**Activity**. Using the article on Sajjan Kumar's sentencing, explain in one to three sentences why the Delhi high court called the matter "an extraordinary case."

**Selected passage**.
:::::

1984 riots: Sajjan Kumar to spend rest of life in jail

Kumar intends to move an appeal in the Supreme Court against the Delhi high court verdict.

Update: 2018-12-17 19:42 GMT
A police van, carrying Congress leader Sajjan Kumar, leaves Karkardooma Court in New Delhi. (Photo: PTI)

New Delhi: Congress leader Sajjan Kumar, 73, was on Monday found guilty of conspiracy to commit murder following the assassination of then Prime Minister Indira Gandhi in the 1984 anti-Sikh riots and sentenced to jail “for the remainder of his natural life” by the Delhi high court.

Reversing trial court’s acquittal of Kumar, the high court’s two-judge bench of justices S. Muralidhar and Vinod Goel said that the riots were a “crime against humanity” perpetrated by those who enjoyed “political patronage”.

The judges said though it was “undeniable” that it took over three decades to punish the accused in the case, it was important to assure the victims that despite the challenges faced by the court, “truth will prevail.”

“It is important to assure those countless victims waiting patiently that despite the challenges, truth will prevail and justice will be done,” the bench said.

Calling it “an extraordinary case”, the Delhi HC observed that in “normal scheme of things” it would have been impossible to proceed against Kumar “as there appeared to be ongoing large-scale efforts to suppress cases against him by not even recording them.”

“Even if they were registered they weren’t investigated properly and investigations which saw any progress weren’t carried to logical end of a charge sheet actually being filed. Even defence doesn’t dispute that as far as FIR is concerned, a closure report had been prepared,” said the HC.

The bench said the accused were brought to justice “primarily on account of the courage and perseverance of three eyewitnesses” — Jagdish Kaur, her cousin Jagsher Singh and Nirpreet Kaur.

Jagdish Kaur’s husband, son and three cousins — Kehar Singh, Gurpreet Singh, Raghuvender Singh, Narender Pal Singh and Kuldeep Singh — were all killed. Nirpreet Kaur had witnessed the gurdwara being burnt down and her father being burnt alive by the raging mobs. Convicting Kumar for criminal conspiracy, promoting enmity, acts against communal harmony and defiling and destruction of a gurdwara, the high court said Kumar's life imprisonment will be for the remainder of his life and asked him to surrender by December 31. It also asked him not to leave Delhi before that.

:::::

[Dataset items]

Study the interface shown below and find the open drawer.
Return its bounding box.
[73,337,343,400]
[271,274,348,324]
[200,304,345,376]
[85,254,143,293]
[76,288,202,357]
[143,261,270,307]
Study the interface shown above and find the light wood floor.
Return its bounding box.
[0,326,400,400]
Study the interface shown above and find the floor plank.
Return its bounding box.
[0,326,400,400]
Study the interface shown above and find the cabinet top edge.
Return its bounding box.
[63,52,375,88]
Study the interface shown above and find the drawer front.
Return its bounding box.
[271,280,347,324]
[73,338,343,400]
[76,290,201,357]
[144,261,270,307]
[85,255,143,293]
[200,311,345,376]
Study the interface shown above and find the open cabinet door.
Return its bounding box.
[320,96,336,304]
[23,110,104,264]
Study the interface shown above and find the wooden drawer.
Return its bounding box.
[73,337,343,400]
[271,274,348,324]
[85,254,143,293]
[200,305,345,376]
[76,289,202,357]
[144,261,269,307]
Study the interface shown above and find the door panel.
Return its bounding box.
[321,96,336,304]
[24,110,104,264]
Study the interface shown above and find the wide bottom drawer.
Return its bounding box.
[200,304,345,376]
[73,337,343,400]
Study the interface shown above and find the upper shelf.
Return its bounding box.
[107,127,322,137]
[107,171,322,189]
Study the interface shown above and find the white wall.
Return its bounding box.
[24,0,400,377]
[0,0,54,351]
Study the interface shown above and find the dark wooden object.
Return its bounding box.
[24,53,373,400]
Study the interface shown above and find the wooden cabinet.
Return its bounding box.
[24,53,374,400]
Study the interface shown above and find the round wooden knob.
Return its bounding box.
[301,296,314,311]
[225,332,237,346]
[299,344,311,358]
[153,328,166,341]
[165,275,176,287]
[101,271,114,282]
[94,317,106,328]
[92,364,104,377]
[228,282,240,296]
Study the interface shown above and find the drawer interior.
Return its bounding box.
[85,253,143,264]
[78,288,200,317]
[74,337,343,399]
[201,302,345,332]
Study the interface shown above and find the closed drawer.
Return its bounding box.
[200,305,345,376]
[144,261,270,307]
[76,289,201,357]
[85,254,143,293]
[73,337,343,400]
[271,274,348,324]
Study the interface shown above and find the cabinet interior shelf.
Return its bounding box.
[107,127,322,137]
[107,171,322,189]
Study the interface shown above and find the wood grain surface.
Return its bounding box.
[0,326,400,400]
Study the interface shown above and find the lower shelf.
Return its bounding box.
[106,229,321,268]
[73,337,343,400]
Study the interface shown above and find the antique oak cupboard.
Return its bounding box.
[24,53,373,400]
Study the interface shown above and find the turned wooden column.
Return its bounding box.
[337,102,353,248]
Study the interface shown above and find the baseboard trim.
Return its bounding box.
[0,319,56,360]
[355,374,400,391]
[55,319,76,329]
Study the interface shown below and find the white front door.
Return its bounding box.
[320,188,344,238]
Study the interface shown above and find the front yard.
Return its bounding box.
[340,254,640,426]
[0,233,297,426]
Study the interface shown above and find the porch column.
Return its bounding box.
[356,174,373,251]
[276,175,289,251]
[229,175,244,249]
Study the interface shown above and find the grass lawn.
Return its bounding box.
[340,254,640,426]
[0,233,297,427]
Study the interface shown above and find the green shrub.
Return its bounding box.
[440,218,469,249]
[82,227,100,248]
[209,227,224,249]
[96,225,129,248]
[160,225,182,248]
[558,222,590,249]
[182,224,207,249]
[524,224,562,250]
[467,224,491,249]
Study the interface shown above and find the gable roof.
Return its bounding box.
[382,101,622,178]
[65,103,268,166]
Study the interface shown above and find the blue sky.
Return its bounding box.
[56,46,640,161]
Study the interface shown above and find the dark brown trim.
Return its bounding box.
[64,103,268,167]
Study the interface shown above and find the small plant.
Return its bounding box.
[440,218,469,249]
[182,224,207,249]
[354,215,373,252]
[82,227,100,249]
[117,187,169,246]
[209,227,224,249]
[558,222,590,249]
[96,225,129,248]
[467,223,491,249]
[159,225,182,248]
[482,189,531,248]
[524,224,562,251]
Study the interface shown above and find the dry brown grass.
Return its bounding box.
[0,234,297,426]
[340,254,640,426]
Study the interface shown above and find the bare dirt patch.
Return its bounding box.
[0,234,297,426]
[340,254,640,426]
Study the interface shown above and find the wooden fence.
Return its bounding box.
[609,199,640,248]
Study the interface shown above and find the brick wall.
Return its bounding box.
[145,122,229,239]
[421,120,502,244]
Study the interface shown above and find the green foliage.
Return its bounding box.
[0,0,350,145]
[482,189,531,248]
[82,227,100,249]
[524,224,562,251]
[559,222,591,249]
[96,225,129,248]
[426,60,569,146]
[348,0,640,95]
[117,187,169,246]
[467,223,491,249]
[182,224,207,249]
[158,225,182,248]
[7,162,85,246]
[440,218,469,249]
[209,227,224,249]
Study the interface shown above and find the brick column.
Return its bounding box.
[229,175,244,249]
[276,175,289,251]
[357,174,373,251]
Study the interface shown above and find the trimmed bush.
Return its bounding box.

:::::

**Response to this task**. The court said that in the normal scheme of things it would have been impossible to proceed against Kumar, because there appeared to be ongoing large-scale efforts to suppress cases against him by not even recording them. It added that cases which were registered weren't investigated properly, and investigations that made progress never reached an actual charge sheet being filed.